• _Exercise aim_
Locate the line bearing "Query: chrome trim strip" in the material below, then reproduce it and each following line up to and including the line bearing "Can you find the north".

Extracted information: Begin

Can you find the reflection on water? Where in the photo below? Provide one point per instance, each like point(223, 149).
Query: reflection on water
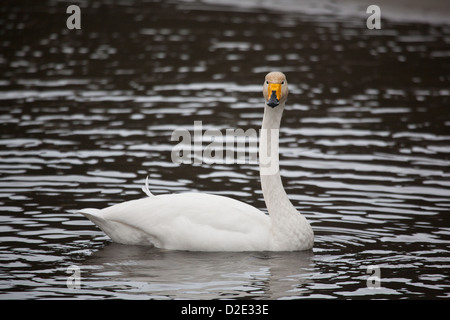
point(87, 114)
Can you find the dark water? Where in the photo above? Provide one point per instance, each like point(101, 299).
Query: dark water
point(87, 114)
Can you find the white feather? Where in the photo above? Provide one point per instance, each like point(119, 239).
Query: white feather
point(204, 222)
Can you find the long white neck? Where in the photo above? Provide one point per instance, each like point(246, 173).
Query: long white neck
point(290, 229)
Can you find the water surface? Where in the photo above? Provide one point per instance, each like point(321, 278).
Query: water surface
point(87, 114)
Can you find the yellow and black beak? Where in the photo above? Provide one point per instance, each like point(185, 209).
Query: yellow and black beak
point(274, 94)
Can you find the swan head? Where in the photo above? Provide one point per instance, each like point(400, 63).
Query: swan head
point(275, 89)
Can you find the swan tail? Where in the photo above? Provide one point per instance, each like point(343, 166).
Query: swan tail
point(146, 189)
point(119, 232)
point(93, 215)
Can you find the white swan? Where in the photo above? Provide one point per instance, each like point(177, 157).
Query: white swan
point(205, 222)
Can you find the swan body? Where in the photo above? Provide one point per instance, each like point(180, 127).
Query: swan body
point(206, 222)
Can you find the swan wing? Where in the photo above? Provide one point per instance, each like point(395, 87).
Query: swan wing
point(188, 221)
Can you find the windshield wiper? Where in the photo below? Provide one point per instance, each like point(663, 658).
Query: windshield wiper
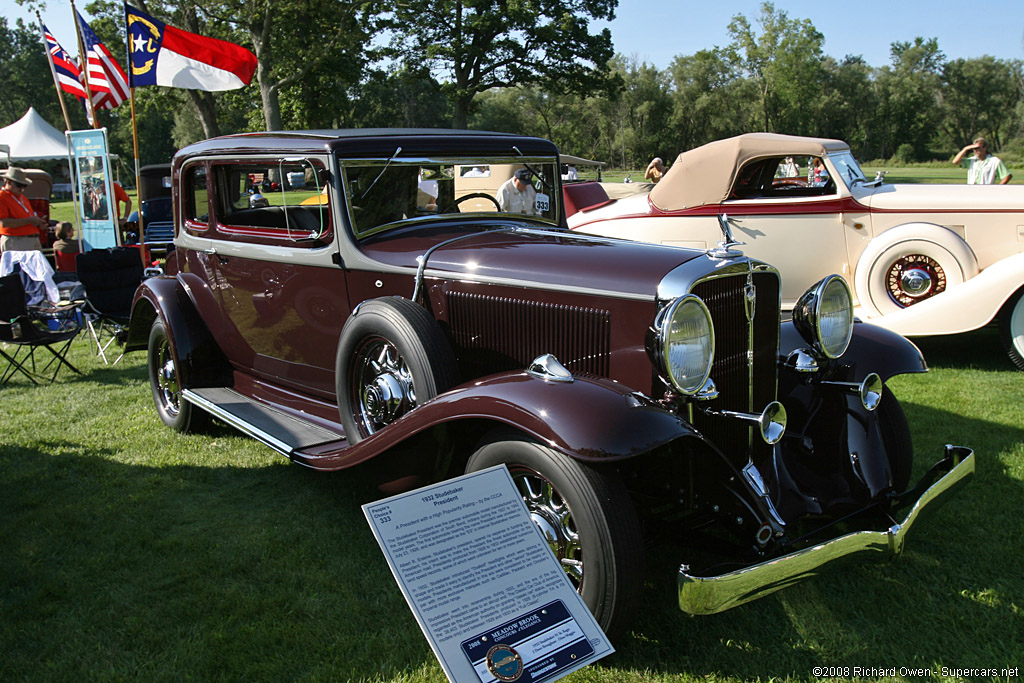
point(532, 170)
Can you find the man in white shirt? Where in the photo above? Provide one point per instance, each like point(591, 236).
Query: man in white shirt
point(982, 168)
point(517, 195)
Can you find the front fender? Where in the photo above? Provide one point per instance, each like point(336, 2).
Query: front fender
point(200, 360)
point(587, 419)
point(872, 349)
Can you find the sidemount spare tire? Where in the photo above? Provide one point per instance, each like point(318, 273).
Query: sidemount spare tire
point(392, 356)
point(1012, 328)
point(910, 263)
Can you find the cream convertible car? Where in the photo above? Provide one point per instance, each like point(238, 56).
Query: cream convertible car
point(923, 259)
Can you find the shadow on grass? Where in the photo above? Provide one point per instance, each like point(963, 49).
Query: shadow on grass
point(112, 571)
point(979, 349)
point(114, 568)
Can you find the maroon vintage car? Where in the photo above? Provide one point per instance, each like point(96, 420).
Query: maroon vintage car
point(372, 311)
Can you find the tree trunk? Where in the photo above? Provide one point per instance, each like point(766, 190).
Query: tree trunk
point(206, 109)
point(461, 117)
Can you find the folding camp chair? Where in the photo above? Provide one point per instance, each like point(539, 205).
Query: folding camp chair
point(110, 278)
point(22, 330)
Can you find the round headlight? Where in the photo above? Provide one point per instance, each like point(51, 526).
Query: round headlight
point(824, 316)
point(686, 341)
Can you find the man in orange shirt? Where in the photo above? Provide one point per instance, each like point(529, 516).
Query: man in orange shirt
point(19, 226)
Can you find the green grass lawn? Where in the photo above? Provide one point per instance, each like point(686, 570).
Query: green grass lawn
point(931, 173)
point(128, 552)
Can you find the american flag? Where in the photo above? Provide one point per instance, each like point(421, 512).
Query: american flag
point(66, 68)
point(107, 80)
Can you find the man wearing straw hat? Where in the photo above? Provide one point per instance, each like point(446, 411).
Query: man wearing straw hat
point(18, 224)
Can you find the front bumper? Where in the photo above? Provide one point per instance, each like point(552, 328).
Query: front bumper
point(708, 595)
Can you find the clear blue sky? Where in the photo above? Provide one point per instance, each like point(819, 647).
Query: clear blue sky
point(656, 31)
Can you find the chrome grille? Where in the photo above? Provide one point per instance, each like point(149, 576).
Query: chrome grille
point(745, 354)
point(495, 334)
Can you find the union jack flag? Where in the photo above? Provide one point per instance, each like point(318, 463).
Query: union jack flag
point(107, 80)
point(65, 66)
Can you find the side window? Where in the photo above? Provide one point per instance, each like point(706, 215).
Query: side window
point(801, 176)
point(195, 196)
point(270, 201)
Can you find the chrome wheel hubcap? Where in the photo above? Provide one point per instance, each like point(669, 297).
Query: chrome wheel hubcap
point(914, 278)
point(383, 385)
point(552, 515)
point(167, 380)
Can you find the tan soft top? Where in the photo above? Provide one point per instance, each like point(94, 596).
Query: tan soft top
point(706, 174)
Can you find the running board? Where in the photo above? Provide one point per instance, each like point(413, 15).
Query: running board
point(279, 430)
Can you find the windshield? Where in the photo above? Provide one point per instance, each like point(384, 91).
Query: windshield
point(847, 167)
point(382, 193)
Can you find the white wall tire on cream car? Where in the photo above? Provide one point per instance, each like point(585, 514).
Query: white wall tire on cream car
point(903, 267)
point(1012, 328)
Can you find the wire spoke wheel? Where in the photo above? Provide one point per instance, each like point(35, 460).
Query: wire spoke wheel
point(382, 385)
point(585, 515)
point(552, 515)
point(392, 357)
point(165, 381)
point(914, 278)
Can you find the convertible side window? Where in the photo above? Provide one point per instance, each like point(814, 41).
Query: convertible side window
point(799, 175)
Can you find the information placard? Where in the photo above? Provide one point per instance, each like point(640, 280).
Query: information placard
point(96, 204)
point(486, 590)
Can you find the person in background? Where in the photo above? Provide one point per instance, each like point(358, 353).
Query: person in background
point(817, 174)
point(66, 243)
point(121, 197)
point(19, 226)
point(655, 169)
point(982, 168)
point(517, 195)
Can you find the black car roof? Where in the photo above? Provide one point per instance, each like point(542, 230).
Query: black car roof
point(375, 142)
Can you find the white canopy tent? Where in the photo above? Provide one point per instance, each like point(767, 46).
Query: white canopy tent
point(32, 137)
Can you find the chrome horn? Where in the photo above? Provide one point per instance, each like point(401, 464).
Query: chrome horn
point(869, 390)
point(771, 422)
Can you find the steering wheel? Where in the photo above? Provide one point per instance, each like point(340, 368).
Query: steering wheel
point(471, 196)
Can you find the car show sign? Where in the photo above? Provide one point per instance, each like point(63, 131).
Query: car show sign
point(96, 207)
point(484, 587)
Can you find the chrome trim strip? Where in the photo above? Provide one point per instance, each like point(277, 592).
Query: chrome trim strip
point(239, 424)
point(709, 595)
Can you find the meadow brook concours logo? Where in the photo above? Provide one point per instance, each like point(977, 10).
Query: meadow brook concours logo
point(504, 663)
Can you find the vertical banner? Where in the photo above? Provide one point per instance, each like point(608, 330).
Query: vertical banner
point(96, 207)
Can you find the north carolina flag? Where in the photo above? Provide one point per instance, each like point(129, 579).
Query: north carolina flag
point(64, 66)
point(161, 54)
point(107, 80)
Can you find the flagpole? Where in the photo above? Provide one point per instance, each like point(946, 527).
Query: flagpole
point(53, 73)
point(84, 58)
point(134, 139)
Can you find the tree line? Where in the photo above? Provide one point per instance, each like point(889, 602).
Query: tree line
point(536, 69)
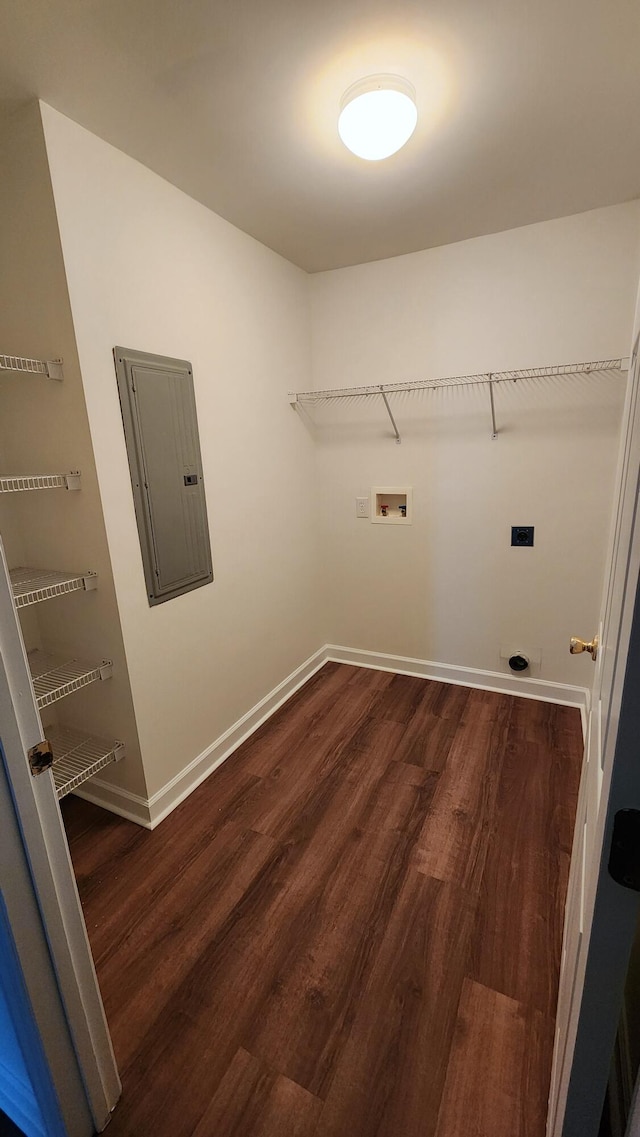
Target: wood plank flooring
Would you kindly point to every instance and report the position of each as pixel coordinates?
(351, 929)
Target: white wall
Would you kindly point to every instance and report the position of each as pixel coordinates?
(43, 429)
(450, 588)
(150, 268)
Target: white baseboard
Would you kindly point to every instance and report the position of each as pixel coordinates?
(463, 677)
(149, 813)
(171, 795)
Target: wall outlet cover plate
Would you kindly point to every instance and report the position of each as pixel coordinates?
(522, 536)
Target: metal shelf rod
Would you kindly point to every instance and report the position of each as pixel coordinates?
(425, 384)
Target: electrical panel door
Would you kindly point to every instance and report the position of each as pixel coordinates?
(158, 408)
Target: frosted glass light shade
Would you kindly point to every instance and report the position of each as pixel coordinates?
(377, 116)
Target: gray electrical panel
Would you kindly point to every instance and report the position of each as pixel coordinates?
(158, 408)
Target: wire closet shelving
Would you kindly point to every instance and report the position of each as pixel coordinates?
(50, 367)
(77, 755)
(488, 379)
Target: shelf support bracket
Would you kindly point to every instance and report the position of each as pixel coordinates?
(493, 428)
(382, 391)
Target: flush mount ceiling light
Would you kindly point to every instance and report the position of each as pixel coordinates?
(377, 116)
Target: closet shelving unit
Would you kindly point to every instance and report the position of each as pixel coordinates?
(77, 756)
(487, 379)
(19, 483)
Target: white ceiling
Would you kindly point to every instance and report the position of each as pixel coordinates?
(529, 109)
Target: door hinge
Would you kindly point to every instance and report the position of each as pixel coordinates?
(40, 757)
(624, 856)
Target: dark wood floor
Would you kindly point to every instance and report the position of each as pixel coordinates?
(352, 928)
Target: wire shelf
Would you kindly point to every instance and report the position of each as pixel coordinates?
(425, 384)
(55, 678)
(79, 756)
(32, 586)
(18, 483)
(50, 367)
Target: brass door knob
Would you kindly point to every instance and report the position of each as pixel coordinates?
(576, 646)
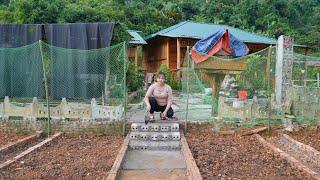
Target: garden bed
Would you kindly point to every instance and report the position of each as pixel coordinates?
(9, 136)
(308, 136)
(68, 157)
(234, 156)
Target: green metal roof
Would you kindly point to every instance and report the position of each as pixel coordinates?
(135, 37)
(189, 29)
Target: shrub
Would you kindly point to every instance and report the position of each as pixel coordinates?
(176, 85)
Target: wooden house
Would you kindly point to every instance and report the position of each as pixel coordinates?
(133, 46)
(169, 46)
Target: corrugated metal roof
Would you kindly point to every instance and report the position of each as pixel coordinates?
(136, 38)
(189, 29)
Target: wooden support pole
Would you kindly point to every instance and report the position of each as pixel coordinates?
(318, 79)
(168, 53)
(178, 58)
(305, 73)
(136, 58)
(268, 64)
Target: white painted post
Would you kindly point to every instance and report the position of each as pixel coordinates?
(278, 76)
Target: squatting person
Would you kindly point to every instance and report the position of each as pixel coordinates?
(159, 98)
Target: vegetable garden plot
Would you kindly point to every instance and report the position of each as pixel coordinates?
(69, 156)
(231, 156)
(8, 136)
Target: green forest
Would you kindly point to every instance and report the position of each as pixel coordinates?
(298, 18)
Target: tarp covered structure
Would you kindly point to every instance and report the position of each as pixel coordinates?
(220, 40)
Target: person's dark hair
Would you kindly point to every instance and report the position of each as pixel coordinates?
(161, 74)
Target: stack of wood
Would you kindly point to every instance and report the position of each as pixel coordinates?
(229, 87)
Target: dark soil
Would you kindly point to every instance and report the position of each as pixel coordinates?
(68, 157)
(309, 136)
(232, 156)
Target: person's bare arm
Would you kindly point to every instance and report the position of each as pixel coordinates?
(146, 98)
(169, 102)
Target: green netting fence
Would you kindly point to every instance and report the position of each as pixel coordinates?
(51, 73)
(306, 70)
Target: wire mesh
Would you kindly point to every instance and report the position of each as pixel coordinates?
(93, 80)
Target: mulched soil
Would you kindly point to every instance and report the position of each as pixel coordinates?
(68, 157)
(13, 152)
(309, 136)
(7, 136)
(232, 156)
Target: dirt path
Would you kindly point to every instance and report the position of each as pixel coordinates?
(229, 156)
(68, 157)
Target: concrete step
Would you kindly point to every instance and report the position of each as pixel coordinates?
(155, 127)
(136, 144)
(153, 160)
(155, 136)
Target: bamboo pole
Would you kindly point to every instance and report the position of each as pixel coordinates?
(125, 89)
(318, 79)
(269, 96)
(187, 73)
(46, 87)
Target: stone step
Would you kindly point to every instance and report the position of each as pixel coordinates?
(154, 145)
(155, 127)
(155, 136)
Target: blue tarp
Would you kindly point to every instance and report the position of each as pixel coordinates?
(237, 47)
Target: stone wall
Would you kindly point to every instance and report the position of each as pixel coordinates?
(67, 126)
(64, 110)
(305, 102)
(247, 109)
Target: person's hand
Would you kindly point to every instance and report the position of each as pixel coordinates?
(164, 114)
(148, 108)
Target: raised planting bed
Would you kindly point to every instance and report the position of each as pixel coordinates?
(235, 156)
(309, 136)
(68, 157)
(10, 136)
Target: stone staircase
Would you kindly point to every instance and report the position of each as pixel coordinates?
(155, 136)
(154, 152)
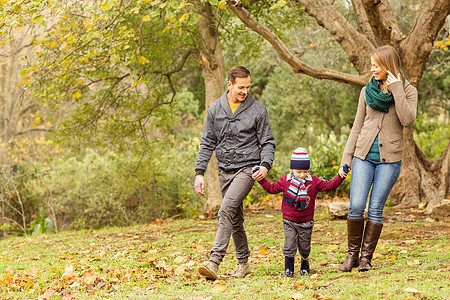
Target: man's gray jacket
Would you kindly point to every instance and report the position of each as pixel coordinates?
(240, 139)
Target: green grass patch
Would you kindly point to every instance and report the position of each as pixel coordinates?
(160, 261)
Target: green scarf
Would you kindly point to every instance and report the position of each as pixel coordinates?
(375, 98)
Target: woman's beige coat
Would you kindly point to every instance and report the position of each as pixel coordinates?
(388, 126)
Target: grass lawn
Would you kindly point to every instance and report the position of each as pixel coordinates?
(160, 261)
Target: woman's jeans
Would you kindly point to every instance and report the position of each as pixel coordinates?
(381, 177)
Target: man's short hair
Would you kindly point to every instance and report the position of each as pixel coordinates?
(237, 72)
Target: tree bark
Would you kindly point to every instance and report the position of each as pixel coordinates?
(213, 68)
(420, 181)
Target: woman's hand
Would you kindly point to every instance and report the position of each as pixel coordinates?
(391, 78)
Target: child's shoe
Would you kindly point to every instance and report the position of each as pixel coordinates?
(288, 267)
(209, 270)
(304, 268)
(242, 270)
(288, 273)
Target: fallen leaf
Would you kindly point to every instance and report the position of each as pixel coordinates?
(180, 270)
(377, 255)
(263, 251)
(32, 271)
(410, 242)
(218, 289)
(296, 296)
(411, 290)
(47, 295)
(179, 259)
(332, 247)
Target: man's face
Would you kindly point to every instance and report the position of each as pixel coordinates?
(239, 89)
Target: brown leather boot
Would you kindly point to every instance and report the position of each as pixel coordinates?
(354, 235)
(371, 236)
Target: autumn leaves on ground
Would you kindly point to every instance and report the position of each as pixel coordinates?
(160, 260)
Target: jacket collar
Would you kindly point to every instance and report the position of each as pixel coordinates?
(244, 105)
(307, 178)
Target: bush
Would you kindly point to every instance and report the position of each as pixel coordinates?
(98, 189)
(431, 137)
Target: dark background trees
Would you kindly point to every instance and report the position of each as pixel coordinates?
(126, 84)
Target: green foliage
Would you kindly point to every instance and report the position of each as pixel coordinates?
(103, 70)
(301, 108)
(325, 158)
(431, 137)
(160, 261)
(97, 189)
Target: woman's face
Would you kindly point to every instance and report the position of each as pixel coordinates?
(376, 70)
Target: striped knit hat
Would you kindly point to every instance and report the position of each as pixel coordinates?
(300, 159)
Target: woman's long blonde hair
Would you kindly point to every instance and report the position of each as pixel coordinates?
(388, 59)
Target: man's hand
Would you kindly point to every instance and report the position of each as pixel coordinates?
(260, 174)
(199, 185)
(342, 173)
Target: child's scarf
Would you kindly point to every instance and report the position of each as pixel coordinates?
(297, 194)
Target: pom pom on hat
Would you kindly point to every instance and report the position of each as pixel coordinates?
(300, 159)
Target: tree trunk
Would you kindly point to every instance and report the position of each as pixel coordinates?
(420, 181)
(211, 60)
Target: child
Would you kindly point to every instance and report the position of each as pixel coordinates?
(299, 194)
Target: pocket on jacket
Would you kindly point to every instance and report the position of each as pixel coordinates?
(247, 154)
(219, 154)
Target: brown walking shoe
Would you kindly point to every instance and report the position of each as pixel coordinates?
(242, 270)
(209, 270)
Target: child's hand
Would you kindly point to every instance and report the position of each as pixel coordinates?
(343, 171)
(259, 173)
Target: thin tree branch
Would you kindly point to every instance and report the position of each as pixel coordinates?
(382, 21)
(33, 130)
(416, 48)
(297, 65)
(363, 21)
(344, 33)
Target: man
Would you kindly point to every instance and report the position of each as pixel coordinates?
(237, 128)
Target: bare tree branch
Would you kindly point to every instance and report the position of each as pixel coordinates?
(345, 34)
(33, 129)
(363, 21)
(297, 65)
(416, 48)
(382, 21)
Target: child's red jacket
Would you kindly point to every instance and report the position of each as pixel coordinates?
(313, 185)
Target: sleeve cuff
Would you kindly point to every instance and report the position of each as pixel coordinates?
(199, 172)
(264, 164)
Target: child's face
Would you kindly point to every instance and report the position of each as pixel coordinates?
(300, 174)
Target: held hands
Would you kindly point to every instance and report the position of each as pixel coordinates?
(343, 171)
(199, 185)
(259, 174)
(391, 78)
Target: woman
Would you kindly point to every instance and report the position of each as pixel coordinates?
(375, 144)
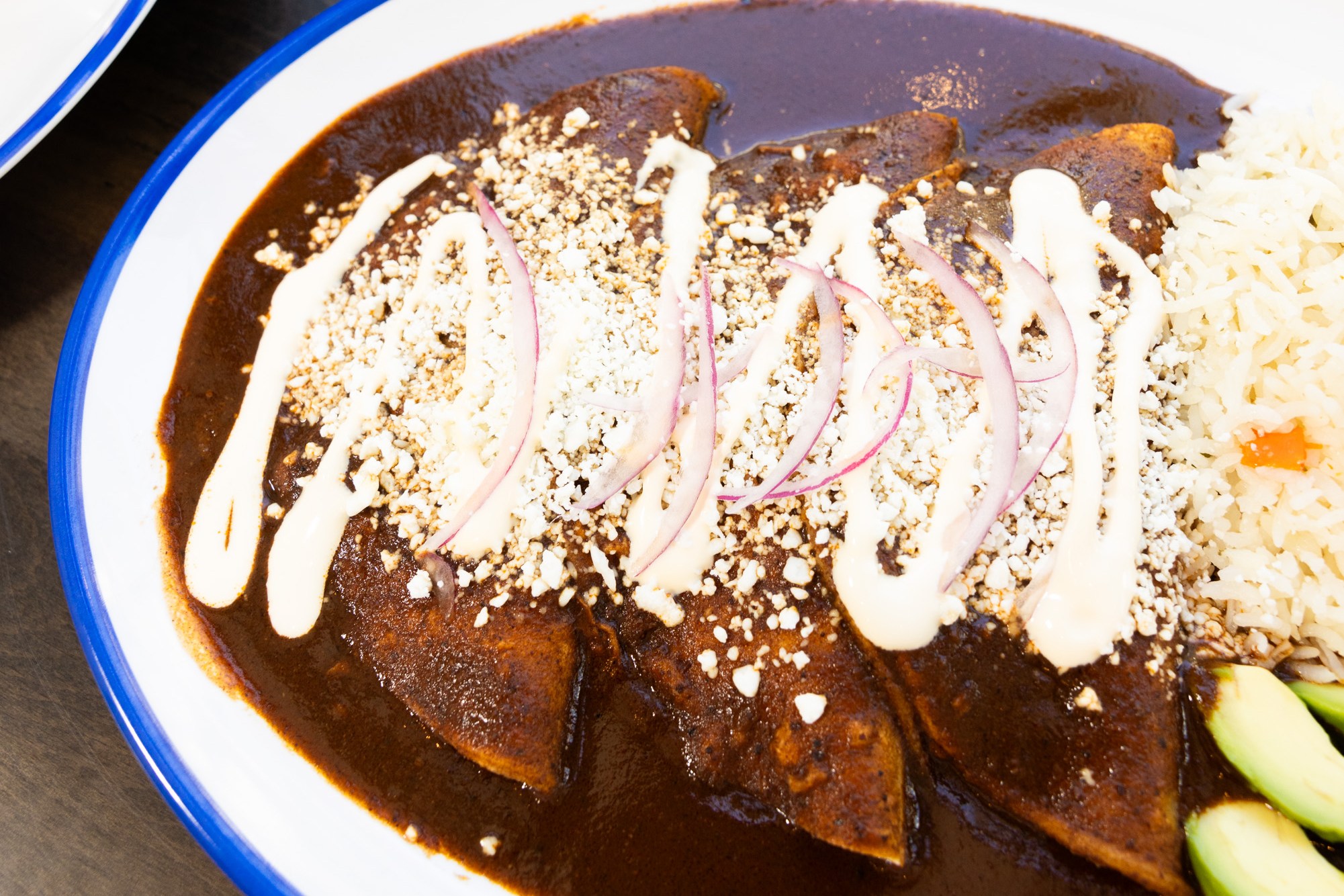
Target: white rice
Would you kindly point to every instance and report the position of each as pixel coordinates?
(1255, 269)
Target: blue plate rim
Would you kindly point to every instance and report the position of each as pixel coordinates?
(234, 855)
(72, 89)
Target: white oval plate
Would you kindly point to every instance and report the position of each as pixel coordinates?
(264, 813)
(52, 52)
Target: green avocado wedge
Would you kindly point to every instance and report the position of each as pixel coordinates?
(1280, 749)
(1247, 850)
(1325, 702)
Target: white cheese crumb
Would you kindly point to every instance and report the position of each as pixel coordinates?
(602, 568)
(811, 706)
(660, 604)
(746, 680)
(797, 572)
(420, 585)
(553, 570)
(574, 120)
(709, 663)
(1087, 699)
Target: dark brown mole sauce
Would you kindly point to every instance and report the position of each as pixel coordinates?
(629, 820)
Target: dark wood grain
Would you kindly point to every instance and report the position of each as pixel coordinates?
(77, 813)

Extracted information: End

• _Expected answer_
Query: chrome trim strip
point(239, 424)
point(709, 595)
Can you find the meadow brook concours logo? Where in the photo above? Provide one point per instance, each like point(977, 10).
Query: meadow brook concours logo
point(504, 663)
Can you find the vertical banner? Where in the photo above? Provide one point per instance, each like point(608, 330).
Query: vertical banner
point(96, 207)
Can you find the north carolina flag? Where in the photo above? Provide one point per instance, each like point(129, 579).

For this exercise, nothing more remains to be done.